_Your goal:_ Please copy the lines below word for word, keeping every character as it appears.

_Input rows:_
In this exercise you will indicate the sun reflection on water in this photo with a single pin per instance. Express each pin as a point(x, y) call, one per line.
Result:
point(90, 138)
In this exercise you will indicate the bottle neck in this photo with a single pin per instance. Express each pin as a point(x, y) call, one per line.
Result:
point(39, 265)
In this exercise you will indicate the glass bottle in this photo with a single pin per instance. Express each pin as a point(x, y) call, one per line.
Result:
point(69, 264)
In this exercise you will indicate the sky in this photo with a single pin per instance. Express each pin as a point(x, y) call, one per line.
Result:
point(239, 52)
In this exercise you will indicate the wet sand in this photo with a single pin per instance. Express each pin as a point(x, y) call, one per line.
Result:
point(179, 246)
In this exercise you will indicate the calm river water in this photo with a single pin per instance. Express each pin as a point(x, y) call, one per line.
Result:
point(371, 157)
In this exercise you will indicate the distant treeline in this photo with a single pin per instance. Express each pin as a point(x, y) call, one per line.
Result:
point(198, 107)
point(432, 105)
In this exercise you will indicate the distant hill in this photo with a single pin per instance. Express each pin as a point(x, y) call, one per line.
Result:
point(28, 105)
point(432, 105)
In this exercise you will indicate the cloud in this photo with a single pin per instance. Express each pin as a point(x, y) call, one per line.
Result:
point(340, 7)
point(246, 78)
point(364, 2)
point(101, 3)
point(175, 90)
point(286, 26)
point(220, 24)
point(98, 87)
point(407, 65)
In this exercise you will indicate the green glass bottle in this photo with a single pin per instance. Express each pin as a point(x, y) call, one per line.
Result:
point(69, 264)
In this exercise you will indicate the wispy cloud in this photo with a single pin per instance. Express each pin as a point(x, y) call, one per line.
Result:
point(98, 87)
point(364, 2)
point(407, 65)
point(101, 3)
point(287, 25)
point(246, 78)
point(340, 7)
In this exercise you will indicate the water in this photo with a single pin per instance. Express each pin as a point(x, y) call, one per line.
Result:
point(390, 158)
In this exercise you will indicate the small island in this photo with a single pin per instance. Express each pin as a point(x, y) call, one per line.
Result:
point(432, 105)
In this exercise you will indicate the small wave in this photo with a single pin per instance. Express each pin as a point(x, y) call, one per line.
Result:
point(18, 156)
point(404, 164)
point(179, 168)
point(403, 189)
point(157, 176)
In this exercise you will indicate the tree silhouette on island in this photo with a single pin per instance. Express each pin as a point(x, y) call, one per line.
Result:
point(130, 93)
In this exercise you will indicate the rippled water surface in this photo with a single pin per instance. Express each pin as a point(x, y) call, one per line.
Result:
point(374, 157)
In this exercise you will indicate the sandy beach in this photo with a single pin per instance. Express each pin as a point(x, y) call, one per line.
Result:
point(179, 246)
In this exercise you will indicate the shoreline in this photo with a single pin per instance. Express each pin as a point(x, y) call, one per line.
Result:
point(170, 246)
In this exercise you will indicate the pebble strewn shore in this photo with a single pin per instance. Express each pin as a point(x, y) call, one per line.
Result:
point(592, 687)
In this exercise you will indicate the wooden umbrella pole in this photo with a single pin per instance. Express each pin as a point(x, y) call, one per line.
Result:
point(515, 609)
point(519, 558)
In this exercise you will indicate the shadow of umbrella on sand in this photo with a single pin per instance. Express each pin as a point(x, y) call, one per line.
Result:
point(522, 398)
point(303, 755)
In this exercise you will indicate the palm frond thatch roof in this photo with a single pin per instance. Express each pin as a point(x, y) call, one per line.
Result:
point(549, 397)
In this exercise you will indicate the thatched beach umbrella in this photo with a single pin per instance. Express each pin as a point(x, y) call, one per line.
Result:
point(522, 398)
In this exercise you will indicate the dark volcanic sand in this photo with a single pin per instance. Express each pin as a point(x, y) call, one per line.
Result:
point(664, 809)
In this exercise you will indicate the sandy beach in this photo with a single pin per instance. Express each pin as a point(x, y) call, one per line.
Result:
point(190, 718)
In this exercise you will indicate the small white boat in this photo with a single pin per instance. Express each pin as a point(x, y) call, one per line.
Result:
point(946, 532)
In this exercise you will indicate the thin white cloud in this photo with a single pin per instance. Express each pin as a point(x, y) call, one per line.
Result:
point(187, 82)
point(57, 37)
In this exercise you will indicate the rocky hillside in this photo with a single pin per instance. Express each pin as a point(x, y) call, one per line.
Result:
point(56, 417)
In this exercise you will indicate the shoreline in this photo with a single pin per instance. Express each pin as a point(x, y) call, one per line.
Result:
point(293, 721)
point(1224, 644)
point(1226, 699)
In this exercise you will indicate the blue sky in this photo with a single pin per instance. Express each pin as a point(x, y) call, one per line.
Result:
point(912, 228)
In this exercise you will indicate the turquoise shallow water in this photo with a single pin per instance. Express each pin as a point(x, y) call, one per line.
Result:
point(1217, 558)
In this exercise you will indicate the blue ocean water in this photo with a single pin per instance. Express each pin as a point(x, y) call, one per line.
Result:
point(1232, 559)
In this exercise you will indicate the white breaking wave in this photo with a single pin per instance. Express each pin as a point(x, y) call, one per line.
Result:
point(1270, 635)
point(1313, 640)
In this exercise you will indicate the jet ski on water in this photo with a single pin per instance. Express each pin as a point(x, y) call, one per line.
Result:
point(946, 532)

_Final result:_
In this exercise you will indicate the sun reflection on water in this photo with a single pin per instance. Express each pin as a point(x, y) call, one per line.
Result:
point(90, 138)
In this exercise you will indicate the bottle neck in this photo with a single pin per instance. Express each pin as a point(x, y) call, one per line.
Result:
point(39, 265)
In this exercise you will indicate the glass bottle in this photo with a single pin per instance. Express each pin as a point(x, y) call, one per line.
Result:
point(69, 264)
In this exercise you will indicate the sky in this photo with a single pin per instance. Express each pin as a point(x, y) call, one per line.
Result:
point(239, 52)
In this exercise you will indicate the wet sand in this photo with a single pin per instance. Express each pin as a point(x, y) call, one per line.
Result:
point(179, 246)
In this exercise you will indicate the calm river water in this photo with a single pin per instance. Express each pin as a point(x, y) call, one per line.
Result:
point(371, 157)
In this exercise you will indicate the distant treeline in this photo with a single pin per instance. Express each pin as a point(x, y) call, one per line.
Result:
point(198, 107)
point(432, 105)
In this exercise you will indicate the distant hill in this photo with a single pin per instance. Express each pin as a point(x, y) call, one per line.
Result:
point(28, 105)
point(432, 105)
In this exercise you will indicate the cloud in this photo with a single pin per instance. Express each pin as a point(x, y) call, one per line.
Result:
point(340, 7)
point(246, 78)
point(364, 2)
point(101, 3)
point(175, 90)
point(286, 26)
point(220, 24)
point(98, 87)
point(407, 65)
In this exercise you will indicate the green glass bottle in this photo with a single pin per instance. Express each pin as a point(x, y) call, one per line.
Result:
point(69, 264)
In this exercise you will indicate the wispy cloud in this photo with a single pin per instance. Express each pin as a point(x, y) call, one per line.
Result:
point(98, 87)
point(364, 2)
point(407, 65)
point(101, 3)
point(287, 25)
point(246, 78)
point(340, 7)
In this exercise you will indicate the water in this photo with a single pin per instance. Express each pin as a point(x, y) call, one per line.
Result:
point(390, 158)
In this exercise you will indicate the small island in this photo with a single pin per instance. Express each pin as a point(x, y) call, one per line.
Result:
point(432, 105)
In this exercise you will indicate the small wave in this photo with a single pin per instance. Express each pin as a point(x, y) call, one per line.
Result:
point(18, 156)
point(404, 164)
point(179, 168)
point(403, 189)
point(157, 176)
In this exercise you will indicate the tree silhouette on island in this photo with a single pin per instance. Express each pin as a point(x, y) call, one per line.
Result:
point(130, 93)
In this exercise you will indicate the rippled water surface in this photo with a single pin per instance. Express each pin as a point(x, y) call, one per line.
Result:
point(374, 157)
In this exercise you will indicate the sandy beach in this photo with a single pin per instance. Express each pin as a point(x, y) call, one per line.
Result:
point(179, 246)
In this exercise you will indicate the shoreline in this photo with a single pin per instance. Express each pin as a point(x, y) call, one per line.
Result:
point(170, 246)
In this exercise you will indicate the pebble strewn shore in this photo with a single pin per instance. Express each pin as a point(x, y) call, one per line.
Result:
point(592, 687)
In this exercise you will indicate the wooden umbrella pole in this photo with a single pin per instance. Express each pin as a point(x, y) call, one per line.
Result:
point(515, 609)
point(519, 558)
In this exercise you will indicate the shadow of umbrella on sand in this photo with a single pin per instance. Express each pin as a point(x, y) call, one per line.
Result:
point(522, 398)
point(303, 755)
In this exercise you will indicate the palm frond thatch roof in this photo with a single pin per instance. Express each pin as a point(x, y) call, one per line.
Result:
point(549, 397)
In this exercise you will indicate the thatched beach umbrella in this photo with a single pin per instance. Express each pin as a point(x, y) call, one per line.
Result:
point(522, 398)
In this exercise you will indicate the dark volcanic sand in this photo with a single pin per instance. Express each pin as a point(x, y) call, one per line.
Result:
point(664, 809)
In this exercise you will indicate the sandy beach in this photo with a single pin per instance. Express each pin as a point(x, y) call, one per line.
Result:
point(190, 718)
In this exercise you will indicate the small white boat in this photo with a single pin per instance. Express each pin as a point(x, y) call, one per line.
Result:
point(946, 532)
In this exercise you will indicate the thin white cloud in this photo with a single pin per instance. Express each pin as a point(x, y) call, one per line.
Result:
point(187, 82)
point(57, 37)
In this exercise you will indicate the rocky hillside in this photo with a single pin per instance. Express each pin as a point(x, y) call, one per line.
Result:
point(56, 417)
In this exercise you will indicate the shoreline in this photo with a single pin per instance. Express each pin as a point(x, y) call, one per line.
Result:
point(293, 721)
point(1224, 644)
point(1226, 699)
In this exercise you will indicate the blue sky in this photo with a single pin per instance. Express each pin as a point(x, y) call, one per line.
Result:
point(912, 228)
In this exercise you will indicate the turquoise shallow water in this photo with a single pin per instance. Express each pin as a point(x, y) call, one per line.
Result:
point(1217, 558)
In this exercise you will indicate the blue ocean water in this photo with a single pin per instance. Express each pin as a point(x, y) call, one per line.
Result:
point(1232, 559)
In this exercise you will indicate the white breaking wave in this photo with a single pin per instance. Express each pin as a point(x, y) call, one per line.
Result:
point(1270, 635)
point(1313, 640)
In this exercise you will indicate the jet ski on water in this photo with a single pin per instance. Express each pin as a point(x, y) call, one per line.
Result:
point(946, 532)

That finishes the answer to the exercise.